**Assigned task:**
Find the lines below that contain "monkey" and tally them. Return only the total.
• • • • •
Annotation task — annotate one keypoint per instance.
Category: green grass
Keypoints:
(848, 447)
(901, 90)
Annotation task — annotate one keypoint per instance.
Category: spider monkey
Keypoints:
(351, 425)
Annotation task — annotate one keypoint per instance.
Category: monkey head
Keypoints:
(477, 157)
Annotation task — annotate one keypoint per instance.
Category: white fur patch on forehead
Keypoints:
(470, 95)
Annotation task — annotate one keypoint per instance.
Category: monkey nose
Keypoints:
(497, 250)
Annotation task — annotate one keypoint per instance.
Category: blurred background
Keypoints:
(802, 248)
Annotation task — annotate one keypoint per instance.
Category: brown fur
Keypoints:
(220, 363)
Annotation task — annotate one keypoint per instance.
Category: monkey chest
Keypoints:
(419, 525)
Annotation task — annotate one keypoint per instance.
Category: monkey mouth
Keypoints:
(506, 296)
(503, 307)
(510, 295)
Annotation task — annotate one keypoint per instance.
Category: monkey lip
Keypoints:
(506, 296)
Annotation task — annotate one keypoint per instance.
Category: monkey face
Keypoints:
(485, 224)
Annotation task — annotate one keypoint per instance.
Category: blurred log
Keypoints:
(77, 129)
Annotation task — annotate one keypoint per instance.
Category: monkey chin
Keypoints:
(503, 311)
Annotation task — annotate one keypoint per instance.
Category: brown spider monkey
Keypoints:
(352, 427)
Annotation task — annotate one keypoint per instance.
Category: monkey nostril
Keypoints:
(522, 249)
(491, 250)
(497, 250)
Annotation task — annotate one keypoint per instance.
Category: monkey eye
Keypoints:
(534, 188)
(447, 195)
• • • • •
**Your solution:**
11